[Required task 1] Could you give everything in the entries from the line containing "Phrase -- chandelier light" down to the end of the entries, both ends included, as a JSON list of strings with one string per line? Skip blank lines and leave the picture lines out.

• • •

I liked the title you chose, although it's quite a popular one I've seen. You used some nice descriptions, I liked the ending most when you gave your own definition of "Bitter Sweet", as "Hard to handle, but easy to love" which was great.
However I do have some suggestions and criticisms for you which may be of help to you.
You have a lack of grammar and punctuation at certain points in your poem, but they can be easily fixed so I'll address them to you first and foremost.
"Why is this brewing like a new bag of tea?"
Here, the wording doesn't sound too poetic, I assume you're referring to a teabag? I suggest rephrasing it.
"Water keeps going through, like you’re going right threw me"
The second homophone "threw" does not make sense it should be *through* again, but that would cause a repetition in the same line which you want to avoid, so I think it would be even better if you just changed the word altogether. You also need to add a full-stop.
"This tea is getting bitter like this love between you and I."
There should be a comma after the word, "like".

• • •

[Required task 2]
Answer these questions about the poem critique:
(a) What definition of "Bitter Sweet" does the critique say the poem gives in its ending?
(b) In the line "Water keeps going through, like you’re going right threw me", which word does the critique say does not make sense?
(c) Which punctuation mark belongs after the word "like" in "This tea is getting bitter like this love between you and I."?

• • •

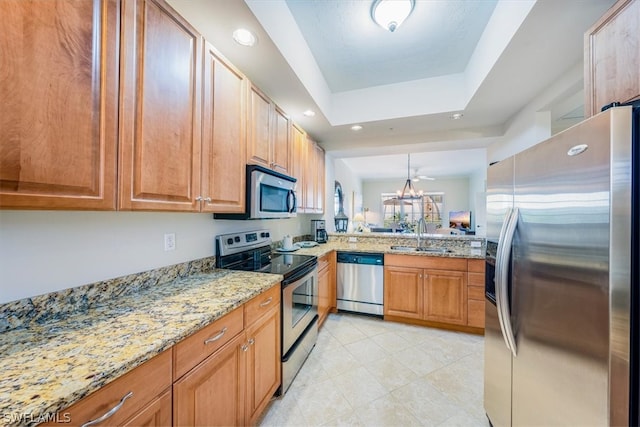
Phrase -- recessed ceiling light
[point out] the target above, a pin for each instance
(244, 37)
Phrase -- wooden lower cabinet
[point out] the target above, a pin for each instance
(142, 396)
(212, 394)
(433, 291)
(326, 286)
(263, 367)
(232, 386)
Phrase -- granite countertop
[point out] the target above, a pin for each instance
(383, 245)
(48, 367)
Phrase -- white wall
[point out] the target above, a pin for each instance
(456, 195)
(46, 251)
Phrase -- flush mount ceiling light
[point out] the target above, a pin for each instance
(390, 14)
(244, 37)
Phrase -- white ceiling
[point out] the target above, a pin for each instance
(484, 58)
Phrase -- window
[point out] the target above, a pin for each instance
(404, 214)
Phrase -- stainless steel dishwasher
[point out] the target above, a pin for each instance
(360, 282)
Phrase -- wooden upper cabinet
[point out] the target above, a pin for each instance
(611, 58)
(159, 109)
(298, 165)
(259, 128)
(223, 135)
(281, 153)
(58, 115)
(269, 129)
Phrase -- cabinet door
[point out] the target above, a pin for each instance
(299, 159)
(224, 137)
(58, 115)
(212, 394)
(160, 109)
(156, 414)
(263, 363)
(612, 55)
(403, 292)
(320, 194)
(445, 298)
(259, 128)
(281, 142)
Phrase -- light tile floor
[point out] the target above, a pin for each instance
(367, 372)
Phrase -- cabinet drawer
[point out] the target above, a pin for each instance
(475, 313)
(258, 306)
(197, 347)
(476, 279)
(422, 261)
(476, 265)
(475, 292)
(142, 385)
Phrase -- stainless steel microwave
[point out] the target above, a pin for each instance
(269, 195)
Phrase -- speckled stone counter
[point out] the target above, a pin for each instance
(48, 366)
(460, 246)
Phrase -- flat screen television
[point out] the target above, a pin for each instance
(460, 220)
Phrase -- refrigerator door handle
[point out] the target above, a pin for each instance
(502, 279)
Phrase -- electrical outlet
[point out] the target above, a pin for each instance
(170, 242)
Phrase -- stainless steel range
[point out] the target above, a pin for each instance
(251, 251)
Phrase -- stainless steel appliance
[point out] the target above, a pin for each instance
(318, 230)
(561, 337)
(251, 251)
(360, 282)
(268, 195)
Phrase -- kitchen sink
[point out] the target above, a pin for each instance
(415, 249)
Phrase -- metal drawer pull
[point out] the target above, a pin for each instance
(217, 337)
(110, 412)
(266, 302)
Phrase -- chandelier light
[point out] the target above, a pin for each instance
(390, 14)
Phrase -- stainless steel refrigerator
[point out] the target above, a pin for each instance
(561, 337)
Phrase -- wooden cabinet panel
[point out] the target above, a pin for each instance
(326, 286)
(255, 308)
(156, 414)
(58, 115)
(403, 292)
(197, 347)
(445, 298)
(144, 384)
(212, 394)
(281, 152)
(475, 313)
(299, 159)
(263, 362)
(612, 55)
(223, 135)
(160, 109)
(259, 128)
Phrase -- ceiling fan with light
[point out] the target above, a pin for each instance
(417, 176)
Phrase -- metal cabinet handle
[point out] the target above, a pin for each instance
(110, 412)
(266, 302)
(217, 337)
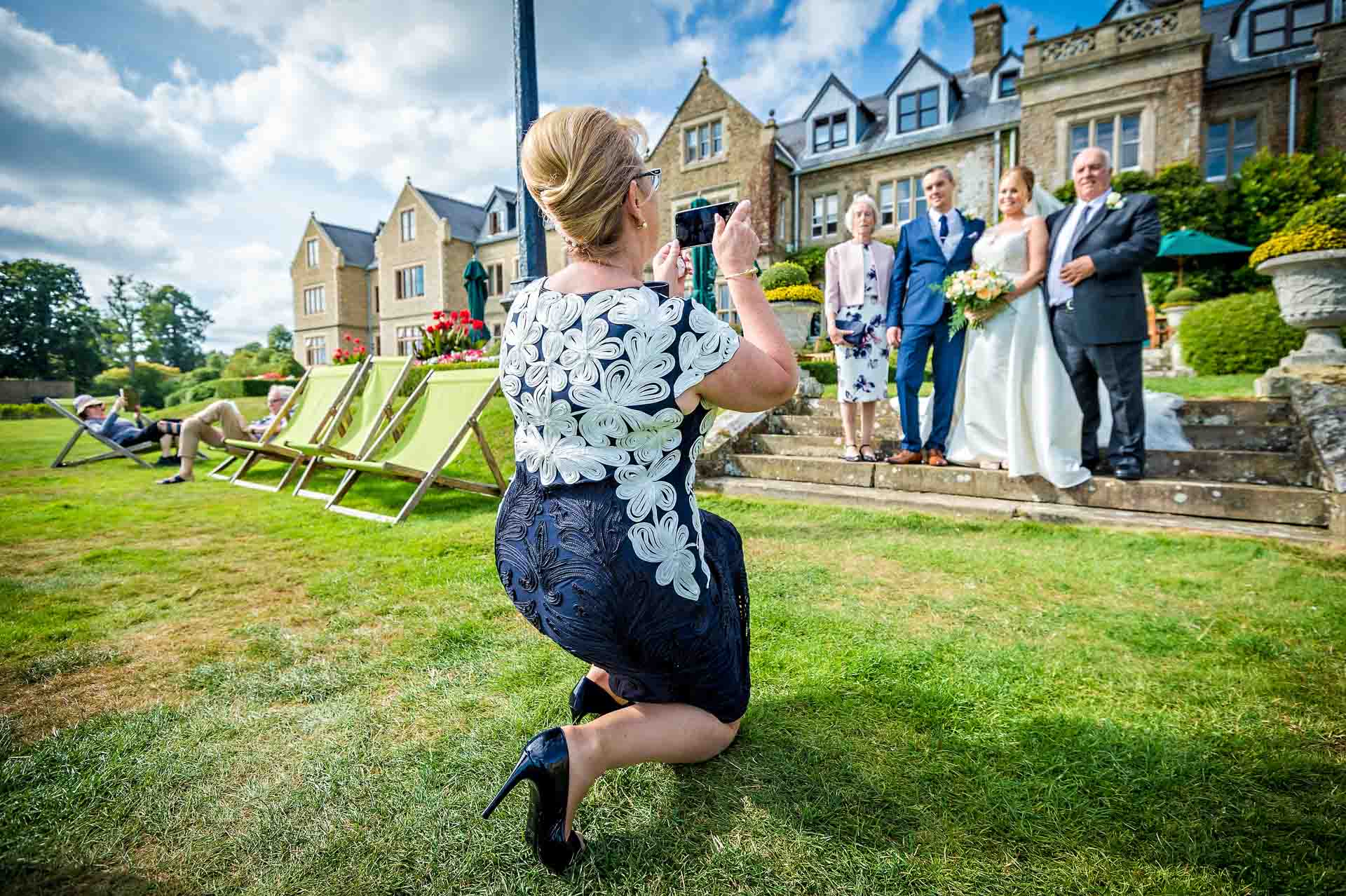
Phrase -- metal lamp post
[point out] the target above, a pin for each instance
(532, 237)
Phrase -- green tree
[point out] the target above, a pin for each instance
(123, 326)
(49, 330)
(174, 329)
(280, 339)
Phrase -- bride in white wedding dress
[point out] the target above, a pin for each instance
(1015, 407)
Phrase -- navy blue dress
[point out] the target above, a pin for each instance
(599, 541)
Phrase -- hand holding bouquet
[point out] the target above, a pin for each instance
(974, 295)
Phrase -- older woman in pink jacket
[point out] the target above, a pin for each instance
(857, 300)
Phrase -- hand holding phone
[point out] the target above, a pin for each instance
(696, 226)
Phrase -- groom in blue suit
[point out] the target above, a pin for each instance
(929, 249)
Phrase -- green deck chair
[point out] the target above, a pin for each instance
(427, 435)
(322, 396)
(114, 448)
(376, 392)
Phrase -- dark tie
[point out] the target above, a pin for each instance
(1080, 228)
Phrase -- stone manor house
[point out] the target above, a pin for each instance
(1155, 83)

• • •

[Final answer 1]
[
  "Phrase -- chandelier light",
  "[point out] the target above, a pin for each instance",
  "(390, 14)",
  "Phrase -- stainless steel refrigerator",
  "[point out] the target above, a pin for each instance",
  "(561, 337)",
  "Phrase -- wooden cabinet panel",
  "[point out] the target above, a pin for each instance",
  "(326, 286)",
  "(255, 308)",
  "(156, 414)",
  "(58, 115)",
  "(403, 292)",
  "(197, 347)",
  "(445, 298)",
  "(144, 384)",
  "(212, 394)",
  "(281, 152)",
  "(475, 313)",
  "(299, 159)",
  "(263, 362)",
  "(612, 55)",
  "(223, 135)",
  "(160, 109)",
  "(259, 128)",
  "Phrase -- ceiling fan with light",
  "[point out] the target above, a pin for each instance",
  "(417, 176)",
  "Phrase -- metal cabinet handle",
  "[point out] the target above, a pin for each instance",
  "(110, 412)",
  "(266, 302)",
  "(217, 337)",
  "Phrase -- metal lamp post",
  "[point out] the target above, a pin for each instance",
  "(532, 237)",
  "Phrase -- green tree",
  "[point out] the target above, a pin for each instance",
  "(123, 326)",
  "(49, 330)",
  "(174, 329)",
  "(280, 339)",
  "Phrase -- bride in white wedding dress",
  "[point out] the target above, a pin for each instance",
  "(1015, 407)",
  "Phrase -- navy blue dress",
  "[point out] the target above, a pin for each instance",
  "(599, 541)",
  "Phrase -- hand holding bouquet",
  "[point out] the target above, a pin for each instance",
  "(974, 295)",
  "Phrase -- older woman in pink jacket",
  "[point out] the target above, a pin for each instance",
  "(857, 300)",
  "Phrase -- hand holding phone",
  "[point out] the target above, a pin for each instance",
  "(696, 226)",
  "Phrase -- groom in blue suit",
  "[point out] the target above, a pin for each instance",
  "(929, 249)",
  "Phrase -- green deck chair",
  "[point out] the target above, a pin for each instance",
  "(427, 435)",
  "(322, 396)",
  "(114, 448)",
  "(376, 392)",
  "Phrase -- dark tie",
  "[point out] the target above, a pin for each instance",
  "(1080, 228)",
  "Phrase -- stone manor house",
  "[point out] the target above, a pin for each instance",
  "(1155, 83)"
]

[Final answer 2]
(a) "Hard to handle, but easy to love"
(b) "threw"
(c) A comma